**THE EXERCISE**
Copy out the records again, word for word, starting at the line containing "Would you mind pointing out the wooden boat" and ending after the line containing "(1008, 354)", with both of those lines included.
====== PROVIDED ENTRIES ======
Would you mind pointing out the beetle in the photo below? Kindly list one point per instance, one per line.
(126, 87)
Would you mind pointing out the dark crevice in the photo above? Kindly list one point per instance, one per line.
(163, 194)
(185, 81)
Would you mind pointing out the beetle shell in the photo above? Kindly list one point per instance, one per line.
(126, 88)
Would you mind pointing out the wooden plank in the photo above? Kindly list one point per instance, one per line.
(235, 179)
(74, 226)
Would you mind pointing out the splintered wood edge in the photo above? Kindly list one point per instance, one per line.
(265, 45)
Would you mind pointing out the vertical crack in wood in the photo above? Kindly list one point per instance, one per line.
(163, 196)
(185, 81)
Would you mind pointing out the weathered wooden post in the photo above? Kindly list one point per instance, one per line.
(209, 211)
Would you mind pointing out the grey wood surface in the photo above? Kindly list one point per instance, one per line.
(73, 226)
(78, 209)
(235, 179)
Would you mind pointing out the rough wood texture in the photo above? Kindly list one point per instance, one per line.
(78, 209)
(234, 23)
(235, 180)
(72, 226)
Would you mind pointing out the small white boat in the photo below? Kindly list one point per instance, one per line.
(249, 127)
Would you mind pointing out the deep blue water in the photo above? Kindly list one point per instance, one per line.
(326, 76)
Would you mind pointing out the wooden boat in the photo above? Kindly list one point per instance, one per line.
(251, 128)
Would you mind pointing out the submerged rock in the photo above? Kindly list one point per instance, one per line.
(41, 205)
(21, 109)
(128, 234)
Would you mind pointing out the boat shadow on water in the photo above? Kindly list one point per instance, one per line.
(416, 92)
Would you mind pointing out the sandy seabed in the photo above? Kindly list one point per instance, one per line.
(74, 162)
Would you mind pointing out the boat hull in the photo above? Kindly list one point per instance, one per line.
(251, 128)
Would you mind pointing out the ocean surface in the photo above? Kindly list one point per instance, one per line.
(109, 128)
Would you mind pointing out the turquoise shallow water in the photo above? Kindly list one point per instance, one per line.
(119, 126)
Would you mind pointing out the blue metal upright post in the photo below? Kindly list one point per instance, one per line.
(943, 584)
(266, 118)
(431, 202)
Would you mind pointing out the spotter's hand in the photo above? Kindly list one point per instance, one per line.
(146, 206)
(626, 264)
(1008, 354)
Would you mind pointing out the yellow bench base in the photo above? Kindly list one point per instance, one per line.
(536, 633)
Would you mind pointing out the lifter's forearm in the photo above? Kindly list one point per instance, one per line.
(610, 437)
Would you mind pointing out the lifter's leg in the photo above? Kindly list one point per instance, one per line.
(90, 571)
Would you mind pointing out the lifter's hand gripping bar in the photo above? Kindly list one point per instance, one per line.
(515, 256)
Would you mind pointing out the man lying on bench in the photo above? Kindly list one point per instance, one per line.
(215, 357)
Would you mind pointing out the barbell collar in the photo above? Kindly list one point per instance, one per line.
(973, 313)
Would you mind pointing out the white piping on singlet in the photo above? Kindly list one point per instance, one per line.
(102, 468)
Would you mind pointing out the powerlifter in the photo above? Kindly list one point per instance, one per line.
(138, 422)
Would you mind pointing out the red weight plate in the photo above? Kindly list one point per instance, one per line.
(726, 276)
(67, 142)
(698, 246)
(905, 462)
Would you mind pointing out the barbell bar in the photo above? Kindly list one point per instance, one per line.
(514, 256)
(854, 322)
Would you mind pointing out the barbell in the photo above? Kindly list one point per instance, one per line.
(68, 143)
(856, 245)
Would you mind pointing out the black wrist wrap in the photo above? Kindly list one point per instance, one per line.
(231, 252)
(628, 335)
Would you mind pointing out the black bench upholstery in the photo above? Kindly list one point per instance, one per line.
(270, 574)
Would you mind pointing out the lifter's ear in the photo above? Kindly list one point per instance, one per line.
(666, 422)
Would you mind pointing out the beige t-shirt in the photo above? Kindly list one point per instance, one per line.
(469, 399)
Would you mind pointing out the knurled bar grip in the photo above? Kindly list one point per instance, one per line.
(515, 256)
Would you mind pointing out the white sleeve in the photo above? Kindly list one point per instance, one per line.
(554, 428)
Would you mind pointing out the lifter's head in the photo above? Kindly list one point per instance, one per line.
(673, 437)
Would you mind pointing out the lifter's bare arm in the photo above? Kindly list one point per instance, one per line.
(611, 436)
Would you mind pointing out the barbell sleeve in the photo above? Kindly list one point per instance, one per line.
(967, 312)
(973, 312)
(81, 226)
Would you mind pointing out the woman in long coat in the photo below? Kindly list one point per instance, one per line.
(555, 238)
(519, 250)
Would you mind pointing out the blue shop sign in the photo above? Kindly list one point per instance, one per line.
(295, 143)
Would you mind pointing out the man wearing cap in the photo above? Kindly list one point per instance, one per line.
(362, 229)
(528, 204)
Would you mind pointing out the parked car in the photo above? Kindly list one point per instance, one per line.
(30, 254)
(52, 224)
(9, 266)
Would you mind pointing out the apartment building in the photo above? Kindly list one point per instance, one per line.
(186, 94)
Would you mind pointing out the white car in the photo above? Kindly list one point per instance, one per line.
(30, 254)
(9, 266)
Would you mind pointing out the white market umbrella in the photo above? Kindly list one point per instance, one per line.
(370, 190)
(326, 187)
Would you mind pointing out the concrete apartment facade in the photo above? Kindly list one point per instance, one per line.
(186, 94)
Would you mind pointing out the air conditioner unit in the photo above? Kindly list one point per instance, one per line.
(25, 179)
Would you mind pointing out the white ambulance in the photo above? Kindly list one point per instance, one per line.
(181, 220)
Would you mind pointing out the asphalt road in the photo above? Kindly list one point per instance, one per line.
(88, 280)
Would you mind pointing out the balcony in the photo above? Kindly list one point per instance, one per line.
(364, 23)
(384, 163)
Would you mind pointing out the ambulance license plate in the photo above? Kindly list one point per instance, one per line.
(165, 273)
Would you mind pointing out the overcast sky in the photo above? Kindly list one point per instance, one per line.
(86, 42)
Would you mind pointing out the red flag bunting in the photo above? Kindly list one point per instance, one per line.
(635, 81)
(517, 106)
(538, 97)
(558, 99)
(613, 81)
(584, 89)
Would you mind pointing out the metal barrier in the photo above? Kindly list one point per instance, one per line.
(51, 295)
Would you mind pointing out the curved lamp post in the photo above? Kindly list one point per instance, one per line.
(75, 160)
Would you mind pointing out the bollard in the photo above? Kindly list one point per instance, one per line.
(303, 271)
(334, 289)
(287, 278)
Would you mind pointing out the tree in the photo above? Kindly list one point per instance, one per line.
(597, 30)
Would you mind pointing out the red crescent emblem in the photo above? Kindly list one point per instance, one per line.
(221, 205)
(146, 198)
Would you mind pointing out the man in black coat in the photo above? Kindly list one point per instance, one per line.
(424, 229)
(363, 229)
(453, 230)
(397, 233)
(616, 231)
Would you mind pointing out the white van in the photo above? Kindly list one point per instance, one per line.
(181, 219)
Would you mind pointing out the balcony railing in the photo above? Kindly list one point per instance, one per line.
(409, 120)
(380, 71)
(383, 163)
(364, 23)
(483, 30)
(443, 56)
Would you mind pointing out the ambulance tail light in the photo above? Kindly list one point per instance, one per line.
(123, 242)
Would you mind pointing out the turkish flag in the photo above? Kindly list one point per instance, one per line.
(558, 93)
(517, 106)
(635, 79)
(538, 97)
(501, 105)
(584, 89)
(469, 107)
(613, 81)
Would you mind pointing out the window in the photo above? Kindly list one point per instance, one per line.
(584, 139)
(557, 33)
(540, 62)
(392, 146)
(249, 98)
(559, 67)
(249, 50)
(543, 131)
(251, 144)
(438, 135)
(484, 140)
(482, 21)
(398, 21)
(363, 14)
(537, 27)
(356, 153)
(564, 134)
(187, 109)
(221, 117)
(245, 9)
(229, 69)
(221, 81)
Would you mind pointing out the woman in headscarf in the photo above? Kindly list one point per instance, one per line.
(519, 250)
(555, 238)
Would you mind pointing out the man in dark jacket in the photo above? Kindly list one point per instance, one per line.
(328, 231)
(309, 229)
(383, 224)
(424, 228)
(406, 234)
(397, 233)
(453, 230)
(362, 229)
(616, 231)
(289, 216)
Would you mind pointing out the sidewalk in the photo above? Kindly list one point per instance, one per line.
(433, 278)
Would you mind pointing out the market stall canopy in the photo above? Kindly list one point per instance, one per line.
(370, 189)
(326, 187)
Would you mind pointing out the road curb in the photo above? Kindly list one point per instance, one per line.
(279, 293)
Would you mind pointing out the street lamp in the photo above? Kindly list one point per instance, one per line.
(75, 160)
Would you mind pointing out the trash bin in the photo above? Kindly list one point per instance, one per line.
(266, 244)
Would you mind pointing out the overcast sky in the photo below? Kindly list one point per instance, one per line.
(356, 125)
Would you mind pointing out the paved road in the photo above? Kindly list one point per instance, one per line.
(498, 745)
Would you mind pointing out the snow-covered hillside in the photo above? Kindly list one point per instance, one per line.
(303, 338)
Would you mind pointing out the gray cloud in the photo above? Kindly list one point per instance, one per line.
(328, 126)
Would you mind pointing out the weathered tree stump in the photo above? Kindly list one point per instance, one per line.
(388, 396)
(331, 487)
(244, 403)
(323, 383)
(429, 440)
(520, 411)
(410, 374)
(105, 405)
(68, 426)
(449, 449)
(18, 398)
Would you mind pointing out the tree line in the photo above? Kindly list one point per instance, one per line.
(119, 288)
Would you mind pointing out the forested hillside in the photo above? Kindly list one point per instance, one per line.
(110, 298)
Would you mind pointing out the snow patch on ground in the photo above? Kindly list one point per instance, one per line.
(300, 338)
======
**RESULT**
Would you mind pointing out the wooden boat in the photo above? Kindly list one point per instance, one per line.
(251, 128)
Would you mind pointing out the submerged rock in the photo above? Kindly list one point per instance, one per line.
(41, 205)
(21, 109)
(128, 234)
Would you mind pointing out the boat shadow on water in the photo above? Kindly list one point per instance, one per line.
(416, 92)
Would you mind pointing out the sandy seabed in the photo above? Kindly list one point per instance, one per line.
(74, 162)
Would you mind pointing out the boat hull in the photo above? Kindly list one point per instance, one per line.
(251, 128)
Would you mind pointing out the ocean surface in the photo above? Kindly list one point per instance, one per line.
(109, 128)
Would you mind pointing out the turquoise shallow water in the photo above? Kindly list one point per instance, one per line.
(119, 126)
Would you mind pointing out the blue metal upright post in the photo below? Kindly list one point per instance, one per line.
(943, 584)
(266, 118)
(431, 202)
Would you mind pointing out the spotter's hand in the photo above? Kindly list one point per instance, one per line.
(146, 206)
(626, 264)
(1008, 354)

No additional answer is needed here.